> [Exercise aim]
With pictures left out, extract every line between the start of the records below and the line holding "414L832 326L650 337L604", inclusive.

[Collected data]
━━━━━━

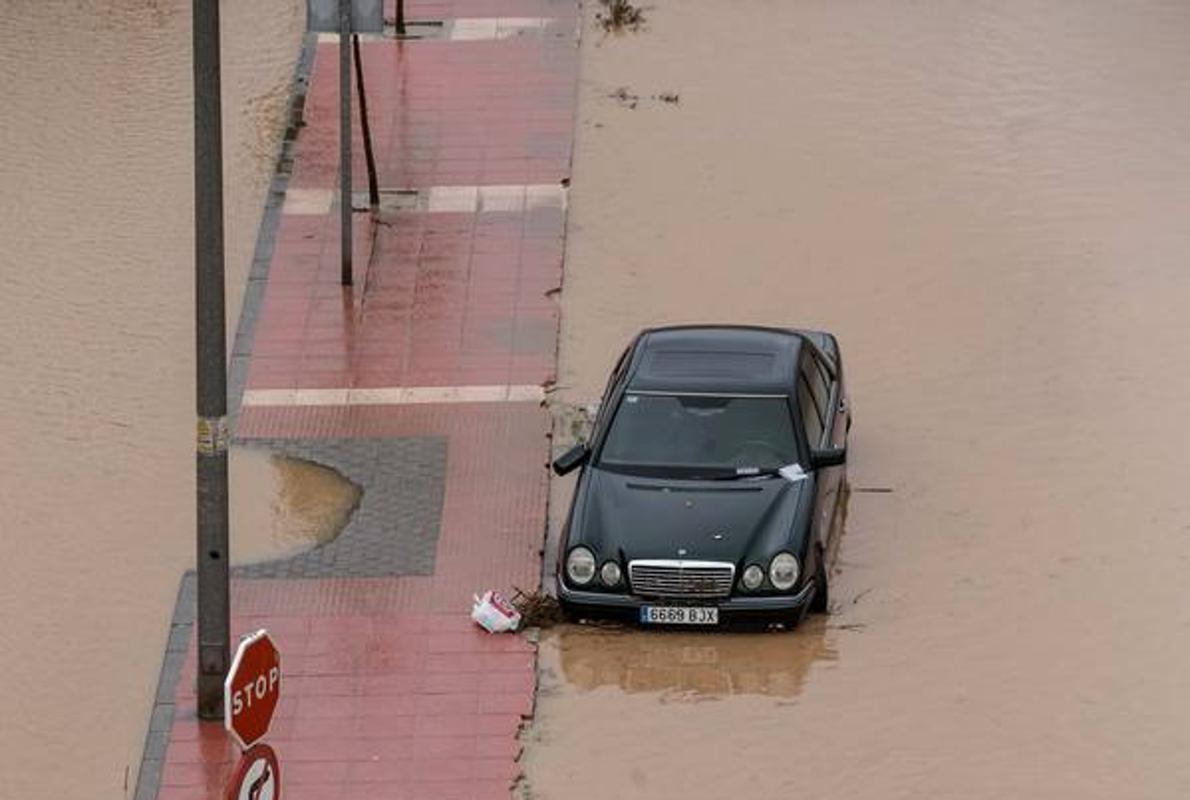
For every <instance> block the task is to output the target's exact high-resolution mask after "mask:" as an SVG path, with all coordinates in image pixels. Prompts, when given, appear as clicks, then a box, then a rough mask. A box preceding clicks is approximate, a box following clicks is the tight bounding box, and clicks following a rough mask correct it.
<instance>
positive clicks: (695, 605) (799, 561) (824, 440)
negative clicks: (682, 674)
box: [553, 325, 851, 625]
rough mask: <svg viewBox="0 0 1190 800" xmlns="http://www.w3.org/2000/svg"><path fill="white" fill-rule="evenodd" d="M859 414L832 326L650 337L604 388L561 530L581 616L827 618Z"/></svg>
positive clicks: (626, 360)
mask: <svg viewBox="0 0 1190 800" xmlns="http://www.w3.org/2000/svg"><path fill="white" fill-rule="evenodd" d="M850 427H851V412H850V407H848V404H847V393H846V387H845V385H844V380H843V362H841V358H840V354H839V345H838V342H837V340H835V338H834V337H833V336H832V335H829V333H826V332H822V331H806V330H794V329H789V330H785V329H770V327H752V326H726V325H701V326H675V327H659V329H651V330H646V331H643V332H641V333H640V335H638V336H637V338H635V339H634V340H633V342H632V344H630V345H628V348H627V349H626V350H625V351H624V354H622V355H621V356H620V358H619V361H618V362H616V364H615V368H614V369H613V370H612V375H610V377H609V379H608V382H607V388H606V389H605V393H603V399H602V402H601V404H600V410H599V413H597V415H596V419H595V421H594V426H593V430H591V436H590V440H589V443H581V444H578V445H576V446H575V448H572V449H571V450H569V451H566V452H565V454H564V455H562V456H560V457H558V460H557V461H555V462H553V469H555V471H556V473H557V474H559V475H563V474H566V473H569V471H572V470H575V469H580V468H581V469H582V473H581V474H580V476H578V482H577V486H576V488H575V495H574V500H572V502H571V506H570V513H569V515H568V518H566V523H565V526H564V529H563V532H562V542H560V546H559V550H558V564H557V593H558V600H559V602H560V604H562V606H563V608H564V610H565V611H566V612H568V613H569V614H571V615H578V617H583V615H597V614H609V613H610V614H622V615H630V617H632V618H634V619H637V620H639V621H640V623H643V624H646V625H647V624H660V625H718V624H720V623H726V621H729V620H745V619H758V620H763V621H776V623H784V624H787V625H794V624H796V623H798V621H801V619H802V618H803V615H804V614H806V613H807V611H826V608H827V598H828V575H829V569H828V565H827V558H828V554H829V552H833V549H832V546H831V545H832V542H831V537H832V535H833V533H832V532H833V531H834V527H835V526H834V525H833V523H834V514H835V508H837V506H838V504H839V498H840V495H841V493H843V488H844V486H845V469H846V465H845V462H846V448H847V431H848V429H850Z"/></svg>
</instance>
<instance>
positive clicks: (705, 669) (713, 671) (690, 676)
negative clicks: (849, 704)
mask: <svg viewBox="0 0 1190 800" xmlns="http://www.w3.org/2000/svg"><path fill="white" fill-rule="evenodd" d="M834 639H835V632H834V631H832V630H829V629H828V627H827V625H826V621H825V619H822V618H809V619H807V621H806V623H804V624H803V625H802V626H800V627H798V629H797V630H796V631H794V632H791V633H790V632H771V633H760V632H750V633H743V632H739V633H725V632H715V633H710V632H699V633H685V632H670V631H659V632H652V631H637V630H632V629H599V627H595V629H593V627H584V626H572V625H570V626H565V627H560V629H558V630H557V631H556V632H555V633H552V635H551V636H550V637H549V639H547V642H549V643H550V644H549V645H547V646H549V648H550V649H553V650H555V651H556V655H557V658H558V663H559V665H560V677H563V679H564V681H565V682H566V683H569V685H570V686H572V687H575V688H578V689H582V690H591V689H596V688H600V687H608V686H610V687H618V688H620V689H622V690H625V692H628V693H639V692H659V693H663V694H664V695H666V698H668V699H671V700H679V699H691V700H697V699H706V698H715V696H725V695H739V694H756V695H772V696H781V698H791V696H795V695H797V694H800V693H801V690H802V688H803V686H804V685H806V679H807V676H808V674H809V671H810V669H812V667H813V665H814V664H816V663H819V662H834V661H837V660H838V651H837V649H835V644H834Z"/></svg>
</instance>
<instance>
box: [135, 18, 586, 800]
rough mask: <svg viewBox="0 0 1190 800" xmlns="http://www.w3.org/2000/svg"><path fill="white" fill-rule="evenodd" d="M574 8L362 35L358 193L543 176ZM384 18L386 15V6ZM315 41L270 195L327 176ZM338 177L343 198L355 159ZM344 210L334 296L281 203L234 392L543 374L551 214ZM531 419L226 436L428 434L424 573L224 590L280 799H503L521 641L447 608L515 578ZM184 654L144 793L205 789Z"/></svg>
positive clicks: (535, 427) (313, 251) (406, 421)
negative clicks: (493, 634)
mask: <svg viewBox="0 0 1190 800" xmlns="http://www.w3.org/2000/svg"><path fill="white" fill-rule="evenodd" d="M576 5H577V4H576V2H575V1H574V0H565V1H562V0H440V1H430V0H427V1H421V2H418V1H414V0H411V1H409V2H408V15H409V18H411V19H414V20H417V19H449V18H459V17H472V18H474V17H543V18H550V19H557V20H558V23H557V24H556V25H551V26H547V27H546V29H543V30H541V31H540V32H532V33H531V35H527V36H521V37H515V38H512V39H505V40H493V42H446V40H426V42H405V43H396V42H390V40H386V42H369V43H367V44H364V48H363V50H364V54H363V58H364V65H365V70H367V80H368V93H369V102H370V111H371V119H372V127H374V136H375V139H376V151H377V157H378V161H380V174H381V183H382V186H386V187H392V188H425V187H430V186H441V185H447V186H450V185H532V183H553V185H557V183H559V182H560V181H562V180H563V179H565V177H566V176H568V175H569V161H570V143H571V136H572V114H574V95H575V81H576V75H577V48H576V42H575V38H574V36H575V30H576V24H575V19H576V13H577V10H576ZM389 6H392V2H389ZM336 46H337V45H334V44H321V45H319V46H318V55H317V57H315V60H314V64H313V70H312V75H311V81H309V99H308V104H307V113H306V121H307V126H306V127H305V129H302V132H301V135H300V137H299V140H297V150H296V160H295V164H294V173H293V179H292V182H290V188H314V189H327V188H333V186H334V182H336V179H337V176H336V173H334V169H336V163H337V162H336V158H337V155H336V154H337V149H336V148H337V142H336V105H334V104H336V94H334V92H336V86H337V73H336V69H337V64H336V63H334V48H336ZM356 156H357V158H356V162H357V163H356V180H357V188H361V189H362V188H364V187H365V183H364V171H363V169H364V168H363V162H362V150H361V149H359V148H358V143H357V148H356ZM386 221H388V223H393V224H392V225H382V226H378V227H372V225H371V224H370V223H369V220H368V217H367V215H365V214H357V215H356V226H357V238H356V287H355V289H353V290H350V292H349V293H347V295H346V296H344V293H343V292H342V290H340V288H339V286H338V276H339V275H338V263H337V257H338V250H339V243H338V227H337V225H338V223H337V211H332V212H331V213H325V214H300V215H297V214H282V217H281V221H280V227H278V230H277V239H276V240H277V246H276V251H275V256H274V260H273V263H271V265H270V273H269V280H268V285H267V288H265V293H264V301H263V305H262V308H261V311H259V317H258V321H257V326H256V335H255V342H253V349H252V355H251V360H250V367H249V380H248V385H249V388H250V389H262V388H350V387H390V386H474V385H505V383H511V385H541V383H544V382H546V381H549V380H551V379H552V376H553V369H555V346H556V336H557V307H556V304H555V302H553V300H551V299H550V298H549V296H547V294H546V293H547V292H549V290H550V289H553V288H555V287H557V286H558V283H559V282H560V267H562V246H563V233H564V211H563V210H558V208H538V210H534V211H524V212H515V211H513V212H495V213H483V214H475V213H425V212H407V213H399V214H396V217H395V218H393V219H388V220H386ZM547 430H549V417H547V414H546V412H544V411H543V410H541V408H539V407H538V406H537V405H536V404H531V402H521V404H516V402H505V404H500V402H489V404H457V405H450V406H445V405H426V406H319V407H283V406H281V407H270V406H245V407H244V410H243V413H242V415H240V419H239V429H238V431H237V433H238V436H240V437H295V438H318V437H339V438H342V437H395V436H426V435H437V436H445V437H447V474H446V481H445V487H446V492H445V499H444V507H443V514H441V526H440V535H439V543H438V554H437V560H436V571H434V574H433V575H428V576H415V577H392V579H383V577H381V579H347V577H337V579H325V580H237V581H236V582H234V583H233V587H232V604H233V614H234V615H233V631H234V632H236V633H243V632H248V631H251V630H255V629H257V627H268V629H269V631H270V632H271V633H273V636H274V638H275V639H276V642H277V643H278V646H280V648H281V650H282V665H283V671H284V681H283V696H282V700H281V704H280V706H278V711H277V719H276V723H275V727H274V730H273V732H271V733H270V736H269V739H268V740H269V742H270V743H271V744H273V745H274V746H275V748H276V750H277V752H278V756H280V760H281V764H282V780H283V786H284V796H286V798H287V799H289V800H303V799H318V800H338V799H340V798H347V796H352V798H355V796H361V795H365V796H383V798H388V799H390V800H394V799H411V800H412V799H421V798H427V799H428V798H434V799H436V800H450V799H456V798H457V799H459V800H462V799H472V800H478V799H486V798H508V796H509V789H511V786H512V783H513V781H514V780H515V777H516V775H518V771H519V769H518V763H516V761H518V758H519V754H520V745H519V742H518V731H519V726H520V723H521V720H522V718H524V717H526V715H527V714H530V713H531V712H532V704H533V690H534V665H533V664H534V651H533V648H532V645H531V644H528V643H527V642H526V640H524V639H522V638H521V637H516V636H490V635H488V633H486V632H483V631H481V630H478V629H476V627H475V626H474V625H472V624H471V623H470V620H469V618H468V611H469V604H470V598H471V594H472V593H474V592H476V590H480V589H483V588H488V587H497V588H503V589H511V588H512V587H514V586H520V587H531V586H536V585H537V576H538V570H539V564H540V551H539V548H540V545H541V539H543V533H544V525H545V502H546V494H547V482H546V473H545V469H544V461H545V458H546V457H547V442H546V438H545V433H546V431H547ZM193 680H194V644H193V640H192V643H190V652H189V654H188V656H187V661H186V665H184V668H183V674H182V675H181V679H180V681H179V682H177V687H179V688H177V693H176V702H177V706H176V713H175V719H174V724H173V727H171V731H170V738H169V745H168V750H167V756H165V764H164V769H163V771H162V781H161V788H159V793H158V796H159V798H162V799H163V800H164V799H168V800H182V799H192V798H194V799H196V798H211V796H220V795H219V792H220V787H221V786H223V783H224V781H225V779H226V776H227V773H228V770H230V768H231V764H232V762H233V760H234V758H236V757H237V754H236V752H234V745H232V744H231V743H230V740H228V739H227V737H226V735H225V733H224V731H223V729H221V727H220V726H218V725H212V724H199V723H198V720H196V719H195V715H194V700H193Z"/></svg>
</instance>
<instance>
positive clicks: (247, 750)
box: [224, 629, 281, 800]
mask: <svg viewBox="0 0 1190 800" xmlns="http://www.w3.org/2000/svg"><path fill="white" fill-rule="evenodd" d="M280 699H281V652H280V651H278V650H277V646H276V645H275V644H274V643H273V637H270V636H269V633H268V631H265V630H263V629H262V630H259V631H257V632H256V633H252V635H251V636H245V637H244V638H243V639H242V640H240V643H239V648H237V649H236V656H234V657H233V658H232V662H231V669H230V670H227V680H226V681H225V682H224V726H225V727H226V729H227V731H228V732H230V733H231V735H232V738H234V739H236V742H237V743H238V744H239V746H240V748H242V749H243V750H244V755H243V756H240V760H239V764H238V765H237V767H236V771H234V773H232V777H231V781H228V783H227V794H226V798H227V800H281V764H280V763H278V762H277V754H276V752H274V751H273V748H270V746H269V745H267V744H264V743H262V742H261V739H263V738H264V736H265V735H267V733H268V732H269V726H270V725H271V724H273V715H274V714H275V713H276V710H277V701H278V700H280Z"/></svg>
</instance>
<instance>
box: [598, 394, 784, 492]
mask: <svg viewBox="0 0 1190 800" xmlns="http://www.w3.org/2000/svg"><path fill="white" fill-rule="evenodd" d="M796 461H797V443H796V439H795V437H794V424H793V417H791V415H790V411H789V402H788V400H787V399H784V398H774V396H704V395H697V396H695V395H679V394H675V395H662V394H631V393H630V394H627V395H625V398H624V401H622V402H621V404H620V408H619V410H618V411H616V413H615V418H614V419H613V420H612V427H610V430H609V431H608V435H607V439H606V440H605V443H603V449H602V452H601V454H600V462H599V463H600V465H602V467H605V468H608V469H613V470H616V471H628V473H637V474H653V475H663V474H669V475H676V476H690V477H703V476H706V477H722V476H731V475H745V474H750V473H753V471H754V470H774V469H777V468H779V467H783V465H785V464H790V463H794V462H796Z"/></svg>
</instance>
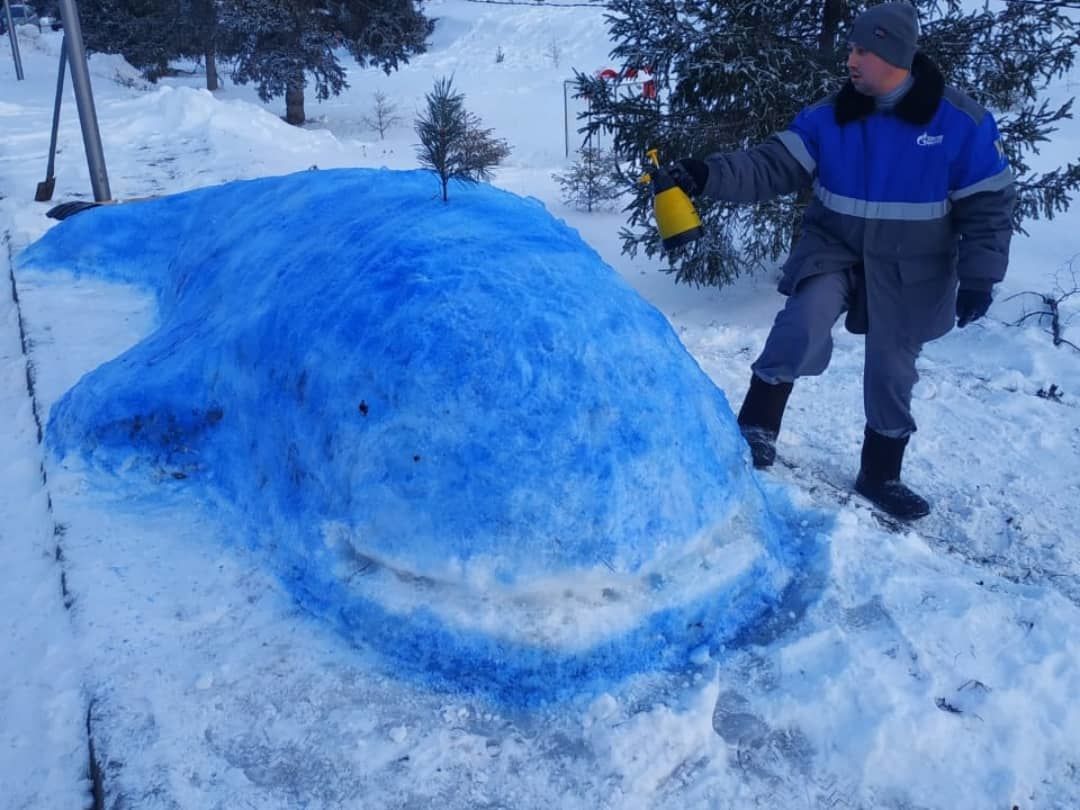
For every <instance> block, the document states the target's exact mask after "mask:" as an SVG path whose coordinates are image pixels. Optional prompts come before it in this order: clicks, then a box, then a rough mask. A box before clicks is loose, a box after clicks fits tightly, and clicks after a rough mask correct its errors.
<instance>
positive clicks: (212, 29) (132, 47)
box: [80, 0, 230, 90]
mask: <svg viewBox="0 0 1080 810" xmlns="http://www.w3.org/2000/svg"><path fill="white" fill-rule="evenodd" d="M229 1H230V0H81V2H80V11H81V13H80V19H81V23H82V31H83V39H84V41H85V45H86V50H87V51H91V52H103V53H119V54H120V55H122V56H123V57H124V58H125V59H127V62H129V63H130V64H131V65H132V66H133V67H135V68H137V69H138V70H139V71H141V73H143V76H144V78H146V79H147V80H149V81H152V82H153V81H157V80H158V79H160V78H161V77H163V76H166V75H167V73H168V70H170V63H171V62H172V60H174V59H177V58H180V57H185V56H186V57H194V58H201V59H203V62H204V64H205V66H206V87H207V90H217V84H218V81H217V57H218V55H222V56H228V55H229V54H228V51H227V49H224V48H222V45H221V43H220V42H219V35H218V29H217V14H218V9H219V6H222V5H224V4H225V3H226V2H229Z"/></svg>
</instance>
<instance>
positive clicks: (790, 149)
mask: <svg viewBox="0 0 1080 810" xmlns="http://www.w3.org/2000/svg"><path fill="white" fill-rule="evenodd" d="M775 137H777V139H778V140H780V143H781V144H783V145H784V148H785V149H787V151H789V152H791V153H792V157H793V158H795V160H797V161H798V162H799V165H800V166H802V167H804V168H805V170H806V171H807V174H813V173H814V172H815V171H816V168H818V163H816V161H814V159H813V157H812V156H811V154H810V150H809V149H807V145H806V144H804V143H802V138H800V137H799V136H798V135H796V134H795V133H794V132H792V131H791V130H784V132H778V133H777V135H775Z"/></svg>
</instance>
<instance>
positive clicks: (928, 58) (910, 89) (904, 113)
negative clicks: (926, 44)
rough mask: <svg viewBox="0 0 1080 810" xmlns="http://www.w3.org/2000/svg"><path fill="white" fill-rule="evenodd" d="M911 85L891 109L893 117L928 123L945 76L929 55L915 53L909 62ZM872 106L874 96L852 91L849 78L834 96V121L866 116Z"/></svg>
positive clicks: (939, 96) (865, 116)
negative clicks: (933, 61)
mask: <svg viewBox="0 0 1080 810" xmlns="http://www.w3.org/2000/svg"><path fill="white" fill-rule="evenodd" d="M912 76H913V77H914V78H915V84H914V85H913V86H912V89H910V90H909V91H907V93H906V94H905V95H904V97H903V98H901V99H900V104H897V105H896V107H895V108H894V109H893V112H895V114H896V117H897V118H901V119H903V120H904V121H908V122H910V123H913V124H918V125H919V126H924V125H926V124H928V123H930V120H931V119H932V118H933V117H934V113H935V112H936V111H937V105H939V104H941V100H942V94H943V93H944V92H945V77H944V76H942V71H941V70H939V69H937V66H936V65H934V63H933V62H931V59H930V57H929V56H927V55H926V54H923V53H922V52H919V53H917V54H915V62H914V63H913V64H912ZM874 109H875V105H874V98H873V97H872V96H865V95H863V94H862V93H860V92H859V91H858V90H855V87H854V85H852V83H851V81H850V80H849V81H848V82H847V83H845V85H843V89H842V90H841V91H840V92H839V93H837V95H836V108H835V111H836V123H838V124H840V126H843V124H849V123H851V122H852V121H858V120H860V119H862V118H866V117H867V116H869V114H870V113H872V112H873V111H874Z"/></svg>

━━━━━━

> [Expected output]
For every <instance> block the task is to output the target's exact high-resolution mask after "mask:" as an SVG path, with all coordinates in image pixels. Prompts, when given, appear as clicks, then a box, then a rough mask. A box preceding clicks is approximate, a box following clicks is the tight bounding box, and clicks following a rough mask correct it.
<instance>
positive clicks: (695, 605) (799, 561) (824, 440)
negative clicks: (682, 674)
box: [553, 325, 851, 625]
rough mask: <svg viewBox="0 0 1190 800" xmlns="http://www.w3.org/2000/svg"><path fill="white" fill-rule="evenodd" d="M859 414L832 326L650 337L604 388L561 530L581 616L827 618Z"/></svg>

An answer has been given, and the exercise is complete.